▶ [Extracted text]:
<<<<
Courtesy Mohave Museum of History and Arts, Kingman, Arizona


Here’s a classic film story that involves my hometown, Kingman, the Hotel Beale and my shirttail kin. As the story goes, Buster Keaton was traveling through Kingman in 1924-25 and he stayed at the Hotel Beale. When he went into the bar for a drink, he happened to meet a local cattleman who always stayed at the Beale when he came into Kingman on business. That cowman, promoter and former gunfighter (see page 46) was Tap Duncan. (My aunt Sadie Pearl married his grandson.) The cowboy and the comedian hit it off, and Tap’s Diamond Bar ranch came up and the next thing you know, Buster leaves, goes back to Hollywood and returns to Mohave County with a film crew, and they film a movie Buster wrote, called Go West, around the Diamond Bar, which is north of Red Lake (above), but you knew that. Anyway, Buster’s costar, Brown Eyes, got second billing, because as one wag put it, “She did all her own stunts.”


Courtesy MGM


Thanks to Jim Hinkley, of Route 66 fame, I finally got to see the full version of Buster Keaton’s Go West (1925). There is a sequence at a train siding which some of us think is probably Hackberry (where Tap shipped his cattle). If you want to watch it, go to and type in Buster Keaton’s Go West.
>>>>
▶ [Data]:
<<<<
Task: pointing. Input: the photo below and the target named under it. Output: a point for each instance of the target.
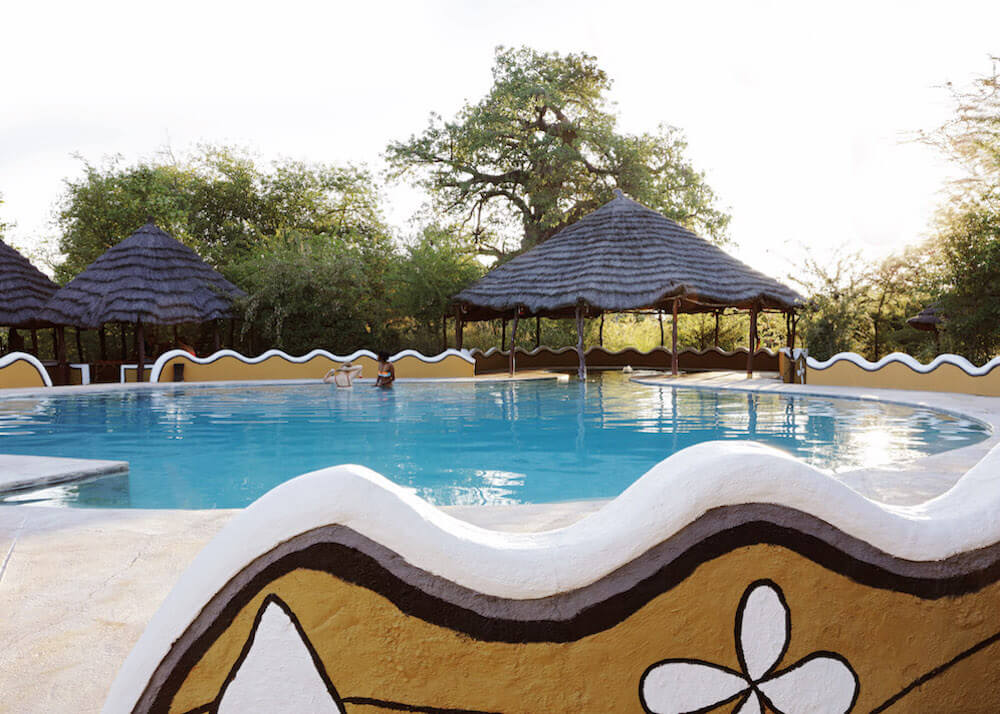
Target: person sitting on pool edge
(343, 376)
(386, 372)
>>>>
▶ [Jobs]:
1) In the Buster Keaton story, at which hotel did Keaton stay when he passed through Kingman?
2) Write the next part of the Buster Keaton story, picking up after its final sentence.

▶ [Answers]:
1) The Hotel Beale.

2)
Local cowboys gathered around a shipment of gold produced at the Tom Reed Mine in Oatman. The photo was taken at Kingman railroad platform in 1915 with Harvey House in right background. Identified in photo left to right: Joe Carrow, Red Lynch, Byron Duncan, Charley Duncan, Tap Duncan (center, wearing his promoter outfit, white hat, bow tie and boots), Nolan Tyree, Smith and Ramon Contreras. The gold is a $176,000 run, which was taken to the San Francisco World’s Fair for exhibition by Murrie Carrow. Ironically, Tap was run over by a car and killed in 1944, not 50 yards from where this photo was taken.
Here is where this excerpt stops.